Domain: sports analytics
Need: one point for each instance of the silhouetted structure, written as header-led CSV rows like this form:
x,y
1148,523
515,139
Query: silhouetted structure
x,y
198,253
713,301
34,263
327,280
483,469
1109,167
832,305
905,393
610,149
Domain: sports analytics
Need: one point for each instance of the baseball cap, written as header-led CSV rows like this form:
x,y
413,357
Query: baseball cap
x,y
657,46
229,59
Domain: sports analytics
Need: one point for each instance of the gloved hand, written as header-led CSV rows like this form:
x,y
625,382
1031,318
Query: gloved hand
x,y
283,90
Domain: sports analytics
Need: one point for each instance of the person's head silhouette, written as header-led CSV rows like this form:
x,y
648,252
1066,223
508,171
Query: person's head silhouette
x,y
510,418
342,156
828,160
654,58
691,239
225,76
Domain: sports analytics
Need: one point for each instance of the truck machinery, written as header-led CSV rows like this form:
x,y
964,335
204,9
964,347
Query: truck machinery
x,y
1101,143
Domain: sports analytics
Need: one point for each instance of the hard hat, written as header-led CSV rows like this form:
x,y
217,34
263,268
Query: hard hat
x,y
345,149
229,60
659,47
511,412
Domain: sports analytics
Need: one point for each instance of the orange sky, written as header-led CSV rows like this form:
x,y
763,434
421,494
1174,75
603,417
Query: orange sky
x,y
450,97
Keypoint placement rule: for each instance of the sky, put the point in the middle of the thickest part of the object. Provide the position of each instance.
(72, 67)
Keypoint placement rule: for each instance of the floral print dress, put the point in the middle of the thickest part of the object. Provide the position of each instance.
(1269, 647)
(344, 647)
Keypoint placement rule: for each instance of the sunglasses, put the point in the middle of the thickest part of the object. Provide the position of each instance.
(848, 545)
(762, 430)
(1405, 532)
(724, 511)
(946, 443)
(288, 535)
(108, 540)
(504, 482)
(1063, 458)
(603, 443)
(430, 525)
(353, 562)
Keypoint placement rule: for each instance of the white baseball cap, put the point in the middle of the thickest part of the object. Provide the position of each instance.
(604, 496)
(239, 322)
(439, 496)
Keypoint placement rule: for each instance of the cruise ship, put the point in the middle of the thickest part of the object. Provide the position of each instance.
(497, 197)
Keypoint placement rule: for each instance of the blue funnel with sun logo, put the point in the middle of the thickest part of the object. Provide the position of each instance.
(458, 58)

============

_How to complete this task_. Each line of the listing is to be printed again, unchanged.

_Completed task_.
Domain: sports analytics
Need: one point for each instance of the silhouetted structure, written as header-led CSV rows like this form:
x,y
1148,523
515,139
Query: silhouetted structure
x,y
198,253
713,301
34,263
327,280
483,469
1109,167
832,305
905,393
610,149
Domain: sports analytics
Need: one point for each instance of the baseball cap, written as header-led CSV rows like this form:
x,y
413,357
Query: baseball cap
x,y
657,46
229,59
Domain: sports analytics
Need: one point for each instance of the gloved hand, written as header-led CSV rows like this form:
x,y
625,382
1031,318
Query: gloved hand
x,y
283,90
Domain: sports analytics
Need: one point for each instance of the person's head silhouette, written as header-led CSV rows like this form:
x,y
648,252
1066,223
508,171
Query: person's head silhouette
x,y
510,418
342,156
828,160
654,58
691,239
225,76
Domain: sports analytics
Need: one point for each instance of the truck machinery, written as header-led CSV rows like this form:
x,y
964,335
204,9
964,347
Query: truck machinery
x,y
1101,143
Domain: sports analytics
Need: one point for each instance of the hard hat, written as header-led CSV rows like this form:
x,y
217,34
263,268
Query: hard hat
x,y
345,149
229,60
659,47
511,412
Domain: sports analytics
Need: one point for each instance of the orange sky, written as header-led CSV rows like this form:
x,y
763,434
421,494
1174,75
603,417
Query: orange sky
x,y
450,97
Keypoint placement rule: for each instance of the sky, put the point in the middle of the thickest part of the object. Provide the position of each instance.
(72, 67)
Keypoint placement rule: for each instance of the floral print dress, put the point in the middle of the thickest part of the object. Provide the position of each instance.
(1269, 647)
(344, 647)
Keypoint placement rule: for each instance of the sunglasses, put the point in the middle of the thickest part of the object. Provide the position of each instance.
(848, 545)
(762, 430)
(1405, 532)
(724, 511)
(946, 443)
(288, 535)
(108, 540)
(504, 482)
(1063, 458)
(603, 443)
(430, 525)
(353, 562)
Keypoint placement rule: for each instance of the white baseball cap, put the point in the middle of the thickest part of the object. Provide the position of each instance.
(604, 496)
(239, 322)
(439, 496)
Keypoint placement rule: for each instance of the cruise ship, put the point in the middle of the thickest part of the object. Provide the position of each instance.
(497, 197)
Keypoint placement rule: for each instance of the blue funnel with sun logo, put the point in the middle of the thickest part of the object. Provide the position of each instance.
(458, 58)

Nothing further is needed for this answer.